● Passage
Genetic Testing

Genetic testing for diagnostic and prognostic purposes is ever expanding in haematology. If, like me, you are/were a clinical trainee you may never have had practical exposure to the laboratory techniques involved. The notes below are my efforts to understand the tests and terminology when reading reports or speaking to the haematopathologists. This recent 2022 BSH guideline was the basis for much of the NGS section.

DNA glossary

Nucleotide - distinct subunit of DNA (A, C, G and T)

Base pair - two nucleotides bonded between the two strands of DNA (A+T or C+G)

Kilobase (kb) - 1,000 base pairs

Gene - the piece of DNA required for the synthesis of a protein, made up of exons +/- introns

Exon - coding sections of DNA

Introns - non-coding sections of DNA

karyotyping

Cells are cultured to induce metaphase and images taken whilst in this state.

Allows for visual assessment of the number and appearance of the chromosomes. Typically, 20 metaphases are assessed to form a report.

Good for detecting chromosomal imbalances - deletion, monosomy, duplication, trisomy, translocation

Fluorescent In Situ Hybridisation (FISH)

Cells are cultured to induce metaphase and fluorescent markers added which bind to a pre-determined gene / gene locus.

Samples are then examined under fluorescent light. Typically, 20 metaphases are assessed to form a report.

Good to identify specific chromosomal abnormalities, some with short turnaround times. E.g. PML-RARA / t(15;17) to confirm diagnosis of APML

Can also be used to assess small ‘panels’ of recurrent abnormalities of prognostic significance, e.g. at diagnosis in myeloma.

Sanger Sequencing

Original method for determining the nucleotide sequence of DNA. Still in active use.

Requires a primer (single stranded DNA template) from which to start the ‘read’ of the DNA being tested

Next Generation (high throughput) Sequencing (NGS)

Reading NGS Reports

Variant genes will very often be identified in normal individuals, and the chance increases with the number of genes analysed.

Variants should therefore be reported with some clinical interpretations, common terms include:

  • Pathogenic variant

  • Likely pathogenic variant

  • Variant of uncertain significance (VUS)

  • Likely benign

  • Benign

Detected variants will usually be reported along with their variant allele frequency (VAF)

  • This is the % of reads that contain the variant of interest as a proportion of total reads

  • A VAF <5% is unlikely to be clinically significant

  • A VAF of 50% raises the possibility of an heterozygous germline variant. In practice, due to the nature of the PCR technology used, a VAF ‘approaching 50%’ (>30%) should be reviewed for consideration of germline origin.

Targeted Sequencing (t-NGS)

A selected panel of approx. 20-200 genes, e.g. the myeloid gene panel your local haematopathologists run for new AML/MDS diagnoses.

● Excerpted data
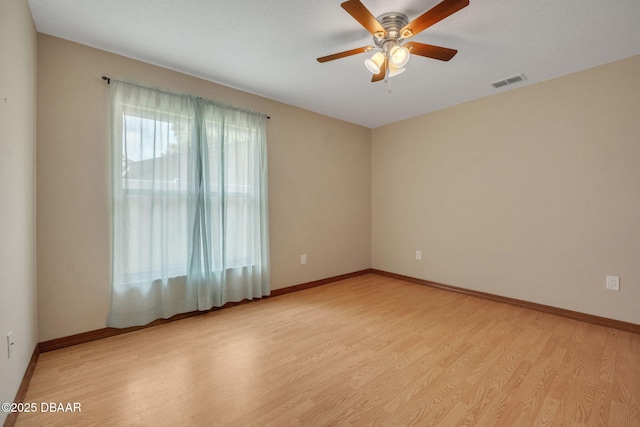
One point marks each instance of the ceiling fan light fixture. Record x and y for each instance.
(399, 56)
(374, 63)
(394, 71)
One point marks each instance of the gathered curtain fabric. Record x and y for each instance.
(189, 205)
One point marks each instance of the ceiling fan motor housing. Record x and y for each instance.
(392, 22)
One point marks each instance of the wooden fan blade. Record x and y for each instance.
(431, 51)
(432, 16)
(361, 14)
(345, 53)
(381, 74)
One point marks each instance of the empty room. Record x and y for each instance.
(361, 212)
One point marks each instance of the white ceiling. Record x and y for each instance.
(269, 47)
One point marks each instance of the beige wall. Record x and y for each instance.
(17, 193)
(319, 183)
(532, 194)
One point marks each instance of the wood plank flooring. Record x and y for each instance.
(369, 350)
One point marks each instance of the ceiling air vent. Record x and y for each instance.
(509, 81)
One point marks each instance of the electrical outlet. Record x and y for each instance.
(10, 344)
(613, 283)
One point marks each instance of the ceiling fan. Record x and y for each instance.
(390, 32)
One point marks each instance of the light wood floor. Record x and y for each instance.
(365, 351)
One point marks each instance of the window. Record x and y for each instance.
(190, 227)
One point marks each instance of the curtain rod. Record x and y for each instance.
(108, 80)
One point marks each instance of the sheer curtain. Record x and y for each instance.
(190, 215)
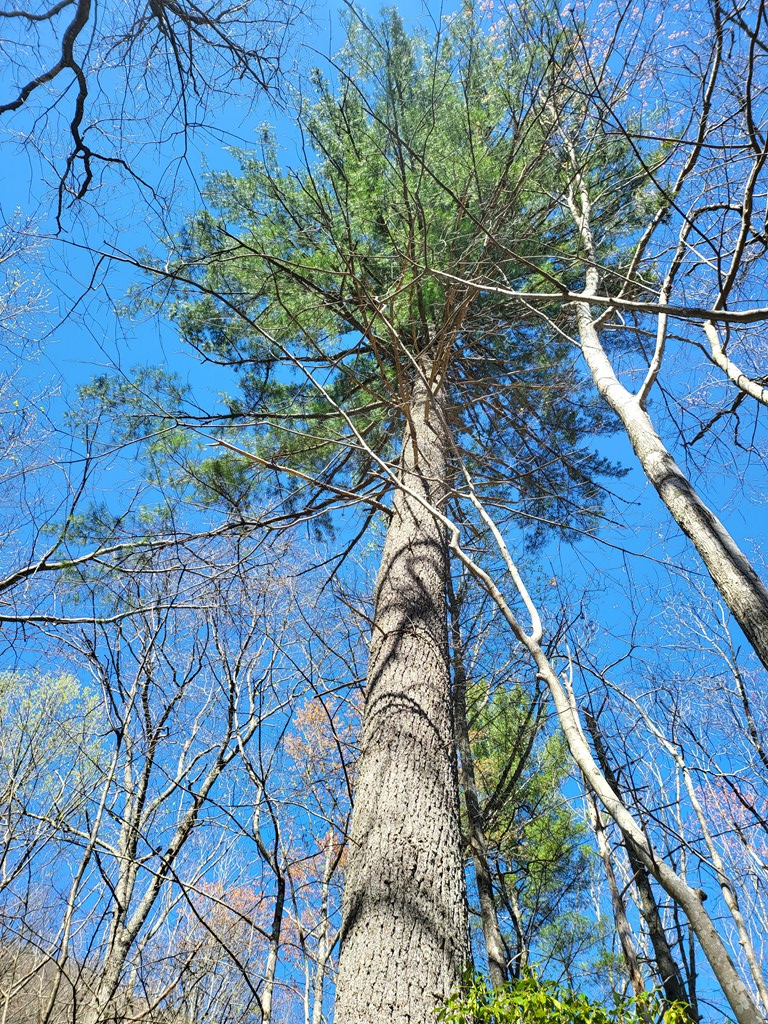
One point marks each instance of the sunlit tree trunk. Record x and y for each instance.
(404, 934)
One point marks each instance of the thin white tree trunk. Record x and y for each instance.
(404, 938)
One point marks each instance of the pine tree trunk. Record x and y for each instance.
(404, 935)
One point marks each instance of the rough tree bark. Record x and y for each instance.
(404, 936)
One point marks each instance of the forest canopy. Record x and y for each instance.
(385, 641)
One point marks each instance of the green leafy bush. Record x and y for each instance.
(534, 1000)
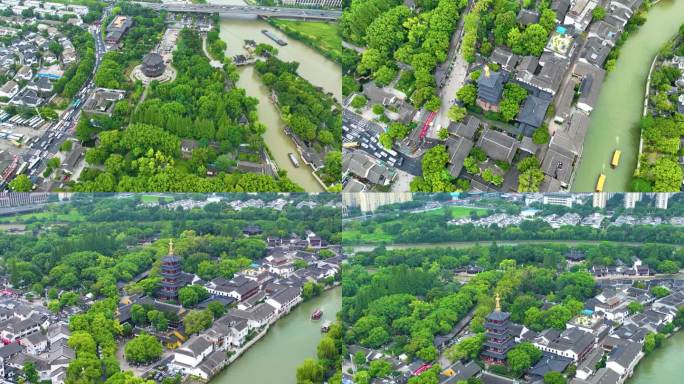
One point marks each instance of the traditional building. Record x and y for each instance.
(171, 275)
(153, 65)
(498, 336)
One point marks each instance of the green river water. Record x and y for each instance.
(663, 366)
(614, 120)
(293, 338)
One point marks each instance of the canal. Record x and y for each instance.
(614, 120)
(314, 67)
(664, 365)
(275, 358)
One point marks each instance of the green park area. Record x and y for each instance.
(53, 216)
(389, 232)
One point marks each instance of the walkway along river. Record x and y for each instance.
(664, 365)
(614, 120)
(290, 340)
(314, 67)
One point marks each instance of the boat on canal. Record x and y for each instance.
(273, 37)
(616, 158)
(600, 182)
(325, 327)
(293, 159)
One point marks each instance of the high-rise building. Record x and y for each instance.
(599, 200)
(369, 202)
(631, 198)
(498, 338)
(19, 199)
(662, 200)
(559, 198)
(170, 275)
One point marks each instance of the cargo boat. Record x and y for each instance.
(273, 37)
(293, 159)
(600, 182)
(616, 159)
(325, 327)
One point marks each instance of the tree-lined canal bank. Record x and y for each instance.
(615, 119)
(293, 338)
(663, 365)
(314, 67)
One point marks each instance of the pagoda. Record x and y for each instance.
(170, 275)
(498, 338)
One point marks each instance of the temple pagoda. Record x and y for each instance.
(498, 338)
(170, 275)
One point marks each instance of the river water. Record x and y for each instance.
(614, 120)
(664, 365)
(293, 338)
(314, 67)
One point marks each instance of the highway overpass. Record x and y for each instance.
(248, 10)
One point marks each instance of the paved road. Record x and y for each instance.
(247, 10)
(366, 133)
(47, 146)
(456, 71)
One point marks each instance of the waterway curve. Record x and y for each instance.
(614, 120)
(664, 365)
(293, 338)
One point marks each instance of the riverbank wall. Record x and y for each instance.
(237, 353)
(303, 153)
(304, 39)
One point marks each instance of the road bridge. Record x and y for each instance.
(248, 10)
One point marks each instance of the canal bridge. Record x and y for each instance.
(248, 10)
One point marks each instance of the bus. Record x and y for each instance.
(600, 182)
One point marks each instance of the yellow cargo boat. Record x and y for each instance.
(600, 182)
(616, 159)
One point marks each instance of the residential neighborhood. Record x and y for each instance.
(510, 107)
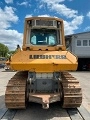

● Prompt
According to the genetic testing notes, what variant allele frequency should prompt review for possible germline origin?

● Solution
A VAF approaching 50%, meaning above 30%.